::: Passage provided

Lithium: In short supply

The lithium market is undergoing significant transformation on the back of explosive growth in e-mobility and energy storage. Given the shortage of development-stage lithium projects, the market is likely to remain in structural deficit at least over the next two to three years. This should support higher prices to incentivise new supply. After a period of market weakness in 2020–21 due to COVID-19, spot carbonate prices delivered to China have recently exceeded the US$50,000/t level. We conservatively model a contract carbonate price of US$23,000/t in 2022–24, falling to our long-term price assumption of US$17,000/t in 2027.

Valuation: 15ktpa project yields healthy upside

Our valuation of LPI is based on the 15.2ktpa project, and key operating and cost assumptions from the 2022 DFS. We use a discounted cash flow to equity approach that assumes equity dilution. At a 10% discount rate, our NPV yields a valuation of A$0.85/share for LPI. To this we add a value for the remaining lithium resources, which we estimate at A$0.18/share. A 10% increase in our long-term carbonate price moves our base case NPV up by c 20%. We see the key risks as an uncertain political situation and general opposition to lithium projects in Chile.

Investment summaryEdit

Company description: Advanced lithium project in Chile

LPI holds 51.6% of the advanced-stage lithium brine project in Salar de Maricunga, Chile, which is situated in the well-known ‘lithium triangle’. Based on the updated 2022 definitive feasibility study (DFS), the first stage of the Maricunga project is expected to produce 15.2ktpa of high-quality lithium carbonate over 20 years and is underpinned by the concessions formed under the old Chilean mining code and therefore do not require the CEOL. The remaining concessions (Litio 1–6) represent a significant expansion potential subject to obtaining the required permits. Despite the smaller footprint and relatively high capital intensity, the 15.2ktpa project has attractive economics supported by favourable lithium market fundamentals and low opex. It also significantly lowers the project’s execution risk due to its permitted status. Maricunga is the most advanced greenfield lithium asset in Chile, which is one of the largest lithium-producing countries. LPI signed a non-binding MOU with Mitsui in May 2021 and is looking to advance the project to final investment decision (FID) in 2022.

::::::

## Task list
(a) According to the passage on LPI's lithium project in Chile, what percentage of the Salar de Maricunga project does LPI hold?
(b) Extend the passage on LPI's Maricunga lithium project from where it stops.
The rows are separate material and are not part of the passage.

::: Recorded data

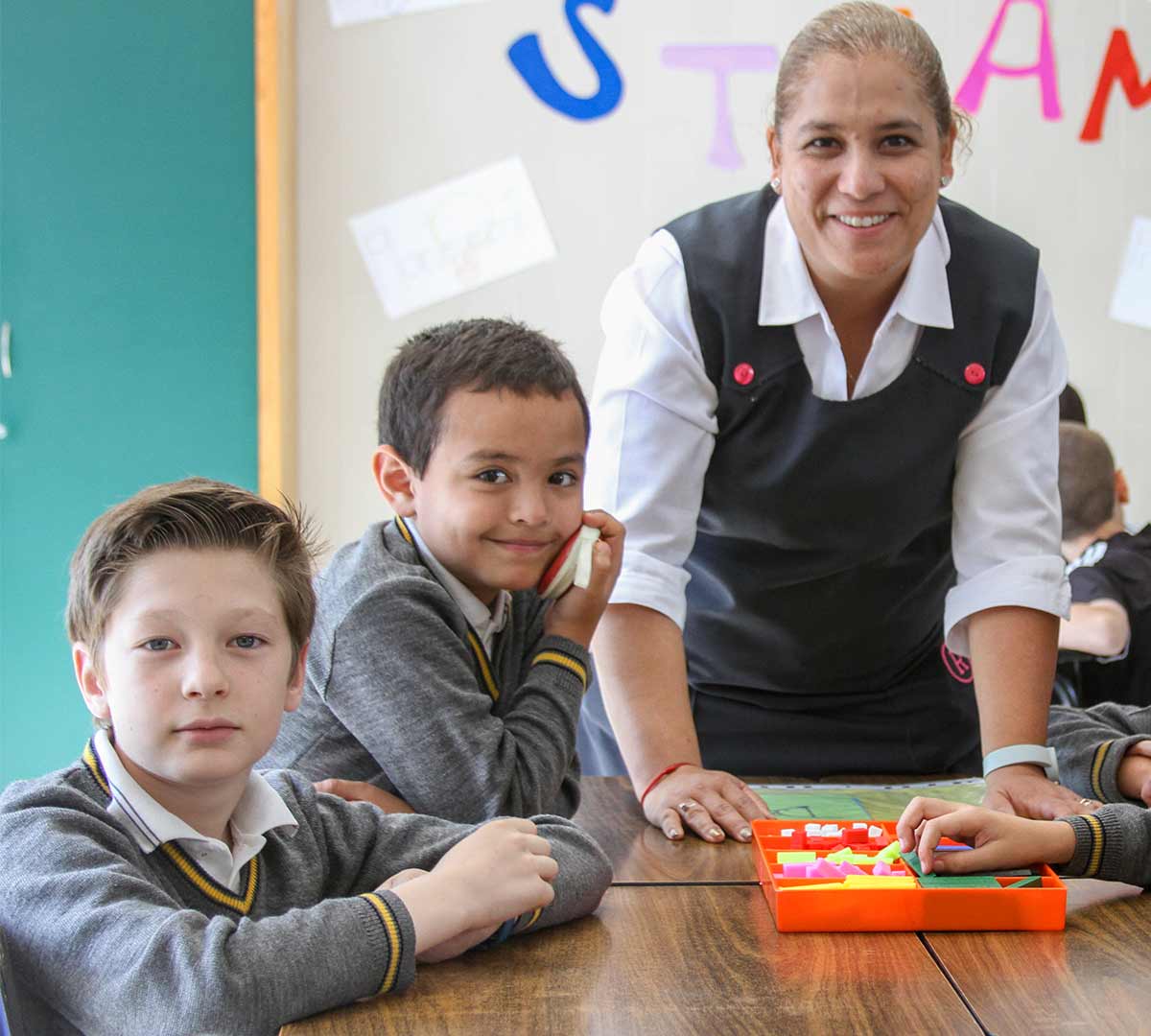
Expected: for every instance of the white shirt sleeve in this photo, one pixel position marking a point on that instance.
(653, 426)
(1006, 518)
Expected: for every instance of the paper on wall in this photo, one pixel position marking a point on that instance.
(1132, 300)
(454, 237)
(354, 12)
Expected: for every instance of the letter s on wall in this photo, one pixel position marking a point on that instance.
(528, 58)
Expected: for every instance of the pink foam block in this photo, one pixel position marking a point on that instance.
(823, 868)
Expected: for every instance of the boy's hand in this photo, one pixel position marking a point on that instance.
(501, 870)
(707, 801)
(1000, 840)
(361, 791)
(576, 613)
(1134, 776)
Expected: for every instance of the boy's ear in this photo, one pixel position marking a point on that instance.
(1122, 493)
(91, 683)
(296, 684)
(396, 481)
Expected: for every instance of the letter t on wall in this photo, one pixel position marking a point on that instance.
(722, 61)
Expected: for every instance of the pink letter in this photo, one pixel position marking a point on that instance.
(722, 61)
(971, 93)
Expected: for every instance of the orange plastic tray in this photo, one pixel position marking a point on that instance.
(1039, 908)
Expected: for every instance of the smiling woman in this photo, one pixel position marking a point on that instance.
(833, 365)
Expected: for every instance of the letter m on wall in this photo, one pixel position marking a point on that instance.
(1119, 63)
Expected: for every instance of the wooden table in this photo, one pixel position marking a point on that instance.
(677, 959)
(684, 942)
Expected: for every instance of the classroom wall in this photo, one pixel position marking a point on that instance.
(389, 107)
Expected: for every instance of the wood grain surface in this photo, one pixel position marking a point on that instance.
(671, 960)
(1092, 977)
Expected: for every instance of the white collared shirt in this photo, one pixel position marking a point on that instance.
(259, 810)
(486, 622)
(653, 401)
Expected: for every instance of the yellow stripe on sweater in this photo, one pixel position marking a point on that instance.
(93, 766)
(1100, 754)
(1096, 858)
(392, 931)
(482, 657)
(214, 891)
(563, 662)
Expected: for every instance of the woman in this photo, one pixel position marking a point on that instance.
(857, 386)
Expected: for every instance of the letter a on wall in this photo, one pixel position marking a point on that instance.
(971, 93)
(528, 57)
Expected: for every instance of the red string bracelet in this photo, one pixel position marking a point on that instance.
(660, 777)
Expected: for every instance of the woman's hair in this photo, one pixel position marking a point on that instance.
(860, 29)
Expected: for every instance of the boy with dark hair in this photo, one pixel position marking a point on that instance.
(432, 643)
(1104, 754)
(1110, 574)
(159, 882)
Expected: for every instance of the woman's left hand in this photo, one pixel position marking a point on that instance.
(1025, 791)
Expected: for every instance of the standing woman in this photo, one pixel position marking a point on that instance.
(827, 412)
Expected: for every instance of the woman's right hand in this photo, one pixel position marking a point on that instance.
(709, 803)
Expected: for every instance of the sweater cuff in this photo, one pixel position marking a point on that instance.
(391, 941)
(1102, 776)
(565, 654)
(1098, 846)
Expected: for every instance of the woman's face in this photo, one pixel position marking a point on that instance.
(860, 159)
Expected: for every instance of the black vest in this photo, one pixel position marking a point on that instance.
(823, 546)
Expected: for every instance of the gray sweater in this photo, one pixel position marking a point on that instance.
(1114, 843)
(108, 939)
(402, 695)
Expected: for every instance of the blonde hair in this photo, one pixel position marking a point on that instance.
(195, 515)
(860, 29)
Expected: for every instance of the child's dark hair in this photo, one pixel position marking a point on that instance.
(481, 356)
(1087, 479)
(190, 515)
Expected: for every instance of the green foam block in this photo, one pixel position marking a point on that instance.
(912, 859)
(958, 881)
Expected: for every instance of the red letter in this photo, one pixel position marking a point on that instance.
(1119, 63)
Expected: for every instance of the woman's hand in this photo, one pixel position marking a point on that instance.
(999, 840)
(709, 803)
(1025, 791)
(1134, 776)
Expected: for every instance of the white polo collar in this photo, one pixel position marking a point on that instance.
(484, 621)
(259, 810)
(787, 294)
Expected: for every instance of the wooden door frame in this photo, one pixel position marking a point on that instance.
(275, 246)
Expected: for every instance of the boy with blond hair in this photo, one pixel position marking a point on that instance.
(432, 643)
(159, 881)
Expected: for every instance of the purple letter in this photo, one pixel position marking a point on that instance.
(971, 93)
(722, 61)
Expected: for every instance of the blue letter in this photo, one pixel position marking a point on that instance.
(528, 58)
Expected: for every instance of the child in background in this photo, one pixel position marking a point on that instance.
(437, 676)
(159, 881)
(1110, 575)
(1104, 754)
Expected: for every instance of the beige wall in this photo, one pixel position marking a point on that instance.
(391, 107)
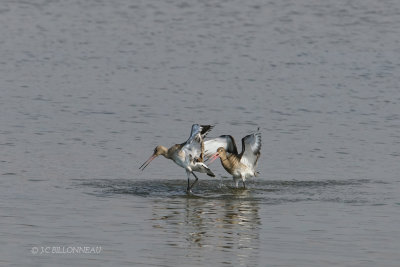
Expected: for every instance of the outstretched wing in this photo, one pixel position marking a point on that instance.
(194, 145)
(251, 146)
(225, 141)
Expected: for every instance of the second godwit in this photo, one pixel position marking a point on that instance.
(189, 155)
(240, 166)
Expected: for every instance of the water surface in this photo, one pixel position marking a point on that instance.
(89, 88)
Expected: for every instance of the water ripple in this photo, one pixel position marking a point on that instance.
(266, 191)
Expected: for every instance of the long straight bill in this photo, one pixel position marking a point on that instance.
(144, 165)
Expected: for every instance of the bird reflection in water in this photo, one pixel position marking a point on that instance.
(206, 227)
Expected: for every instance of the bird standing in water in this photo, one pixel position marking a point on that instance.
(189, 155)
(240, 166)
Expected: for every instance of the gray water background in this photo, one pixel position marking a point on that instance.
(89, 88)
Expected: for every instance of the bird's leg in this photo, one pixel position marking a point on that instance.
(195, 181)
(188, 188)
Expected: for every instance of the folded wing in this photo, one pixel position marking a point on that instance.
(225, 141)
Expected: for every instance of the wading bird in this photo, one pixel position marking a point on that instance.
(189, 155)
(240, 166)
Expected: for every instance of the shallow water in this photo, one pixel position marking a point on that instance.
(89, 88)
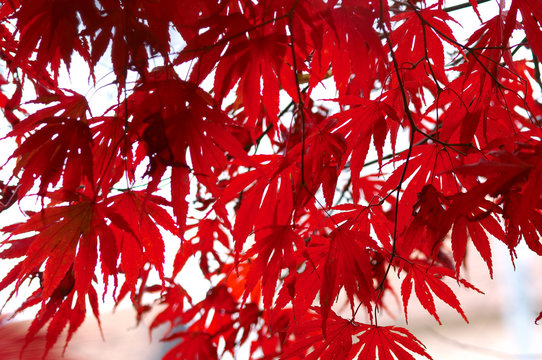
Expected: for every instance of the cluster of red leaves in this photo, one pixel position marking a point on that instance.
(274, 198)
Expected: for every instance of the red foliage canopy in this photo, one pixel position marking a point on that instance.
(292, 202)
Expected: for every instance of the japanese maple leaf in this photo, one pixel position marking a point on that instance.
(351, 47)
(427, 279)
(137, 232)
(173, 118)
(252, 53)
(313, 343)
(273, 250)
(419, 38)
(347, 266)
(57, 144)
(389, 342)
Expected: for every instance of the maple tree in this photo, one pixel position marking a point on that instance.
(293, 204)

::::::

## Answers for this exercise
(a) 51.6%

(b)
Valuation: Smaller-scale operation yields healthy upside

Our main valuation scenario is based on the 15.2ktpa carbonate project supported by the old code concessions (OCC) and key operating and cost assumptions from the 2022 DFS. Our net present value (NPV) is based on the discounted cash flow to equity holders and reflects equity dilution at the prevailing share price. At a 10% discount rate, it yields the valuation of A$0.85/share for LPI. To this, we add the value of the remaining lithium resources represented by the Litio 1–6 concessions, which we estimate at A$0.18/share using the company’s current EV/Resource multiple and an arbitrary 25% discount to account for the permitting related risks for these concessions. Our valuation is most sensitive to changes in the lithium price and discount rate. A 10% increase in our long-term carbonate price of US$17,000/t increases our base case NPV by c 20%, while a 1pp increase in the discount rate lowers our valuation by c 10%.

Financials: Funded through to the final investment decision

At end December LPI had a cash position of A$15.4m and we estimate that it will finish FY22 with cash of A$12.9m. We believe this should be sufficient to get it through to the FID. If the development goes according to the current plan, with the construction start in 2023 and project commissioning in 2026, the joint venture (JV) will have to secure project funding in 2022. As part of the package, we assume debt will represent 60% of the overall capital cost (US$626m) and expect it to be raised at the project level. This leaves c US$250m to be raised in equity. We expect LPI to contribute its 51.6% share on a pro-rata basis, which equates to c A$181m over 2023–26. This compares to the company’s current market cap of A$237m and represents c 43% dilution.

We expect Maricunga to be highly cash generative. Based on our long-term lithium price and cost assumptions (direct cash cost of US$3,864/t), we expect the project to generate average direct EBITDA of c US$167m per annum.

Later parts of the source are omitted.